-------- Source data --------

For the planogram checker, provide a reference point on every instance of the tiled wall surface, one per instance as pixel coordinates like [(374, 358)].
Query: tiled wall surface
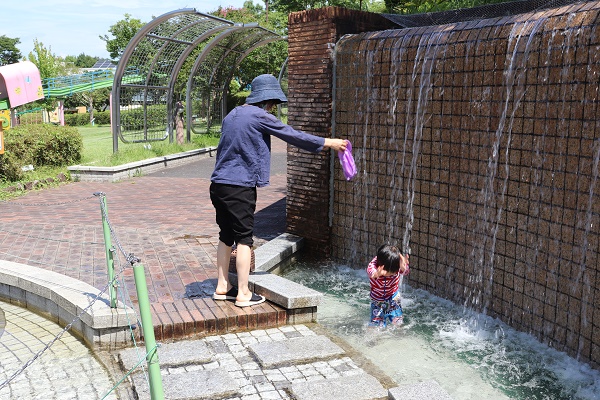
[(477, 146), (311, 39)]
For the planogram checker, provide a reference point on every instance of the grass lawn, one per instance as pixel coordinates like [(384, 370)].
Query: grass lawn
[(98, 147), (98, 151)]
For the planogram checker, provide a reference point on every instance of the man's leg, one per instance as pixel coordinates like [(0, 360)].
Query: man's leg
[(243, 260), (223, 257)]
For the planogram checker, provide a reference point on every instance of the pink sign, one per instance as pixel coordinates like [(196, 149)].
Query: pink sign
[(20, 83)]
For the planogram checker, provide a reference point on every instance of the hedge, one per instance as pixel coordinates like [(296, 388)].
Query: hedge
[(38, 145)]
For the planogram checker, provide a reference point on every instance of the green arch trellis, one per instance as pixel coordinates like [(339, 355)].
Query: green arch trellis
[(180, 51)]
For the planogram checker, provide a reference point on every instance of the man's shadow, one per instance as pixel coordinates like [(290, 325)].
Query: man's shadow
[(268, 224)]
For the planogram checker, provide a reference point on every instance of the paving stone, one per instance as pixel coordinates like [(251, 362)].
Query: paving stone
[(355, 387), (430, 390), (185, 352), (195, 385), (294, 351)]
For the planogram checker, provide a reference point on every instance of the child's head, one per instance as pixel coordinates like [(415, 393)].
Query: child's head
[(389, 257)]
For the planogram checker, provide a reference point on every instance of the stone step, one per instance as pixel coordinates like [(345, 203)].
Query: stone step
[(169, 355), (430, 390), (295, 351), (192, 385), (353, 387)]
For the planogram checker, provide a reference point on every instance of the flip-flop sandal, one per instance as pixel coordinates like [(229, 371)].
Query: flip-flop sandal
[(230, 295), (254, 300)]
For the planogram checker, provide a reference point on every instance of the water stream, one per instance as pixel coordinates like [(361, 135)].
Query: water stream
[(486, 360)]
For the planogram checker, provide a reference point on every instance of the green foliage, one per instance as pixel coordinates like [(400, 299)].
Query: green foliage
[(134, 119), (9, 53), (424, 6), (235, 99), (85, 61), (102, 117), (77, 119), (38, 145), (122, 32)]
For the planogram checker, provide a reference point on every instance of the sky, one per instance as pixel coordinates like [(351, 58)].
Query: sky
[(72, 27)]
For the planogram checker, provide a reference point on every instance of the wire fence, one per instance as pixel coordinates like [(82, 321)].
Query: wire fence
[(123, 258)]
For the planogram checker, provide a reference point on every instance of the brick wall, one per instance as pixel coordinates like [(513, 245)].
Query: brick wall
[(478, 146), (312, 36)]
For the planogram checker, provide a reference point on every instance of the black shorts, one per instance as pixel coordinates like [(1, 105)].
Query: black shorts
[(235, 206)]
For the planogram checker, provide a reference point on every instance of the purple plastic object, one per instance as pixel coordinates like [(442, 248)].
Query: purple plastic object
[(347, 162)]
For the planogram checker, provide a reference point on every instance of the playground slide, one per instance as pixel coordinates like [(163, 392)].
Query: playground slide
[(67, 85)]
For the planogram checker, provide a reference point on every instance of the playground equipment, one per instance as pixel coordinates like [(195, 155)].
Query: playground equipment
[(20, 83)]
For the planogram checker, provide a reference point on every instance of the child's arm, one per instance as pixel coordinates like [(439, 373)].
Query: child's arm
[(404, 269)]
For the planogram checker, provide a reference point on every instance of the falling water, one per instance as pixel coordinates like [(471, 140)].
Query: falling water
[(493, 361), (493, 203), (426, 59)]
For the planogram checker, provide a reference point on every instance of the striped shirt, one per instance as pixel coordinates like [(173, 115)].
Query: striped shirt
[(384, 287)]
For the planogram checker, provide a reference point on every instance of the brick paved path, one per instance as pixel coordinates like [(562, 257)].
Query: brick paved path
[(167, 221)]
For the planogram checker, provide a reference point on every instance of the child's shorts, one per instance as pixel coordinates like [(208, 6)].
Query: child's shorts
[(385, 312)]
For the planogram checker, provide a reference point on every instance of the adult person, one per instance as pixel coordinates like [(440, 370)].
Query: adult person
[(242, 164)]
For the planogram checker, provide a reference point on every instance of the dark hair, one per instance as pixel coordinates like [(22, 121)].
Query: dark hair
[(389, 257)]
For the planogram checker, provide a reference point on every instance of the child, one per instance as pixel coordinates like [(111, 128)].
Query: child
[(384, 274)]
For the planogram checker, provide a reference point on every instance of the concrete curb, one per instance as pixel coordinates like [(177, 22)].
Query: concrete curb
[(65, 300), (86, 173)]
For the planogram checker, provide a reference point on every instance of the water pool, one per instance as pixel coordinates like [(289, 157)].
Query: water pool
[(472, 356), (67, 370)]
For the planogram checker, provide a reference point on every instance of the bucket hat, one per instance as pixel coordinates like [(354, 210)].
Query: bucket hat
[(265, 87)]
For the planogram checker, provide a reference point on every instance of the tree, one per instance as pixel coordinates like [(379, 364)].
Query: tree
[(9, 54), (122, 32), (48, 63), (85, 61)]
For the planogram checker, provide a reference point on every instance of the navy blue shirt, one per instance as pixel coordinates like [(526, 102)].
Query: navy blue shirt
[(244, 151)]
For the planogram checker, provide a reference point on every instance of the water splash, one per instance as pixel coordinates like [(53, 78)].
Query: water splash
[(437, 343)]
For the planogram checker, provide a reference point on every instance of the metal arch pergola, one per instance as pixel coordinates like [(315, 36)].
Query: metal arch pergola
[(180, 52)]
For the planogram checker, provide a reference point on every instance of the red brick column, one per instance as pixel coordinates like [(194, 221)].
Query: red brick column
[(312, 36)]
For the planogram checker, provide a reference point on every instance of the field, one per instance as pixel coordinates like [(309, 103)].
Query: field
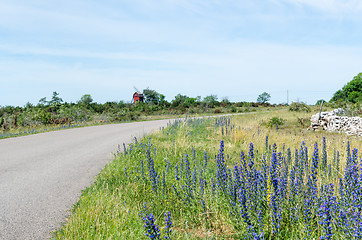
[(239, 177)]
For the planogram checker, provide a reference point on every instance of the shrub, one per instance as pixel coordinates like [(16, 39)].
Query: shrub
[(275, 121), (299, 107)]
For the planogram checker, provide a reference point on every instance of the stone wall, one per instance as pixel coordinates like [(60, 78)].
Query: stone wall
[(334, 121)]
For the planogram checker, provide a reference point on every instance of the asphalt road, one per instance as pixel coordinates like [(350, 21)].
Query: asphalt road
[(42, 175)]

--------

Turn every item above into a numbered list, one line per number, with no blank lines. Leave the pictures out.

(Task answer):
1. For the planogram checker, provide a reference point on every instance of the tiled wall surface, one per instance as pixel coordinates like [(374, 358)].
2. Query: tiled wall surface
3. [(477, 146), (311, 39)]
4. For the planogram checker, provide a reference point on every instance of the grass lawn, one per instance as pixel coordinates like [(384, 370)].
5. Query: grass lawn
6. [(98, 147), (98, 151)]
7. For the planogram checker, provide a reference point on every instance of the man's leg, one per instance as pixel coordinates like [(0, 360)].
8. Query: man's leg
9. [(243, 260), (223, 257)]
10. For the planogram checker, provide a reference point on every instance of the pink sign, one per instance as pixel coordinates like [(196, 149)].
11. Query: pink sign
12. [(20, 83)]
13. For the planogram checker, provide a reference point on every instance of the hedge, one per instance as pixel coordinates like [(296, 388)].
14. Query: hedge
15. [(38, 145)]
16. For the planogram checker, provide a reference point on every instance of the green arch trellis, one per instance as pixel coordinates like [(339, 355)].
17. Query: green arch trellis
18. [(180, 51)]
19. For the planogram checker, provide a reference point on every instance of the man's shadow, one per instance as pixel coordinates like [(290, 325)].
20. Query: man's shadow
21. [(268, 224)]
22. For the planogram checker, provide a reference point on every instance of the paving stone, one per instance as pixel coordinates like [(251, 362)].
23. Query: paving stone
24. [(355, 387), (430, 390), (185, 352), (195, 385), (294, 351)]
25. For the planogram checker, provide a reference point on every instance of the child's head, one per instance as pixel coordinates like [(415, 393)].
26. Query: child's head
27. [(389, 257)]
28. For the planogram checker, provide a reference point on every instance of the stone step, one per instance as pixel coordinates like [(345, 203)].
29. Query: stone step
30. [(169, 355), (430, 390), (295, 351), (192, 385), (353, 387)]
31. For the planogram checker, provide a reference point on every instance of the flip-flop sandal, one per instance as pixel coordinates like [(229, 371)].
32. Query: flip-flop sandal
33. [(230, 295), (254, 300)]
34. For the planogram checker, provide a reference point on every instance of the water stream, one per instance as pixel coordinates like [(361, 135)].
35. Query: water stream
36. [(486, 360)]
37. For the planogram checker, provide a reference point on every instance of the green foliage, one per instance as pixel coordinates like [(400, 299)].
38. Query: green foliage
39. [(134, 119), (9, 53), (424, 6), (235, 99), (85, 61), (102, 117), (77, 119), (38, 145), (122, 32)]
40. For the planogram checker, provide a reference point on every instance of the sky, one per instance as pixel coordinates like [(351, 58)].
41. Query: sky
42. [(72, 27)]
43. For the planogram checker, provide a reference point on every instance of the wire fence, one per instance as pixel coordinates like [(82, 321)].
44. Query: wire fence
45. [(123, 258)]
46. For the planogram checker, provide a reference point on every instance of the brick wall, one per instance as pixel coordinates like [(513, 245)].
47. Query: brick wall
48. [(478, 146), (312, 36)]
49. For the planogram checker, provide a reference point on every instance of the black shorts, one per instance as pixel coordinates like [(1, 105)].
50. Query: black shorts
51. [(235, 206)]
52. For the planogram checker, provide a reference point on every instance of the purple plastic object, one per instance as pixel coordinates like [(442, 248)].
53. Query: purple plastic object
54. [(347, 162)]
55. For the planogram checker, provide a reference point on every instance of the playground slide, one per instance as pixel coordinates like [(163, 392)].
56. Query: playground slide
57. [(67, 85)]
58. For the planogram checker, provide a reference point on every instance of the playground equipment, one per instance as pixel coordinates like [(195, 155)].
59. Query: playground equipment
60. [(20, 83)]
61. For the planogram checker, provide a reference point on every instance of the child's arm, one per instance as pixel coordinates like [(439, 373)].
62. Query: child's arm
63. [(404, 269)]
64. For the planogram checker, provide a reference point on every instance of the falling water, one per instance as pixel coordinates like [(471, 140)].
65. Query: falling water
66. [(493, 361), (493, 203), (426, 59)]
67. For the planogram checker, provide a reference point on every instance of the striped shirt, one per instance as pixel coordinates like [(173, 115)].
68. Query: striped shirt
69. [(384, 287)]
70. For the planogram checker, provide a reference point on every instance of the brick paved path, one per instance as pixel coordinates like [(562, 257)].
71. Query: brick paved path
72. [(167, 221)]
73. For the planogram checker, provide a reference point on every instance of the child's shorts, one per instance as pixel coordinates like [(208, 6)].
74. Query: child's shorts
75. [(385, 312)]
76. For the planogram checker, provide a reference point on every instance of the adult person, one per instance as pixel coordinates like [(440, 370)].
77. Query: adult person
78. [(242, 164)]
79. For the planogram checker, provide a reference point on every instance of the dark hair, one per instance as pixel coordinates like [(22, 121)].
80. Query: dark hair
81. [(389, 257)]
82. For the planogram checker, provide a reference point on every instance of the child, one per instance as pixel coordinates like [(111, 128)].
83. Query: child
84. [(384, 274)]
85. For the planogram checker, provide a reference point on every instance of the concrete curb, one per instance as pixel coordinates like [(177, 22)].
86. Query: concrete curb
87. [(65, 300), (86, 173)]
88. For the planogram checker, provide a reference point on every instance of the water pool, one per instance as pixel coordinates like [(289, 157)].
89. Query: water pool
90. [(472, 356), (67, 370)]
91. For the planogram checker, provide a reference point on every instance of the bucket hat, one per instance as pixel coordinates like [(354, 210)].
92. Query: bucket hat
93. [(265, 87)]
94. For the planogram checker, provide a reference point on every instance of the tree, one per instance as pixel coordinates like [(379, 364)].
95. Query: tree
96. [(9, 54), (122, 32), (48, 63), (85, 61)]
97. For the planogram checker, provide a reference point on every instance of the navy blue shirt, one per instance as pixel coordinates like [(526, 102)].
98. Query: navy blue shirt
99. [(244, 151)]
100. For the planogram checker, provide a reference point on every instance of the water splash, one per instance as pixel coordinates like [(53, 78)].
101. Query: water splash
102. [(437, 343)]
103. For the planogram checker, provide a reference point on every instance of the metal arch pergola, one per instance as pixel coordinates like [(315, 36)].
104. Query: metal arch pergola
105. [(180, 52)]
106. For the planogram checker, provide a reference point on every instance of the red brick column, one per instance as pixel coordinates like [(194, 221)].
107. Query: red brick column
108. [(312, 36)]
109. For the planogram checker, provide a reference point on every instance of the field, one per instance as pixel coordinates like [(309, 103)].
110. Query: field
111. [(239, 177)]
112. For the planogram checker, provide a reference point on every instance of the shrub, one per instance as pixel coordinates like [(16, 39)].
113. Query: shrub
114. [(275, 121), (299, 107)]
115. For the planogram checker, provide a reference point on every instance of the stone wall, one per instance as pixel coordinates like [(60, 78)].
116. Query: stone wall
117. [(334, 121)]
118. For the planogram checker, provide a reference point on every instance of the asphalt road, one per instance as pixel coordinates like [(350, 21)].
119. Query: asphalt road
120. [(42, 175)]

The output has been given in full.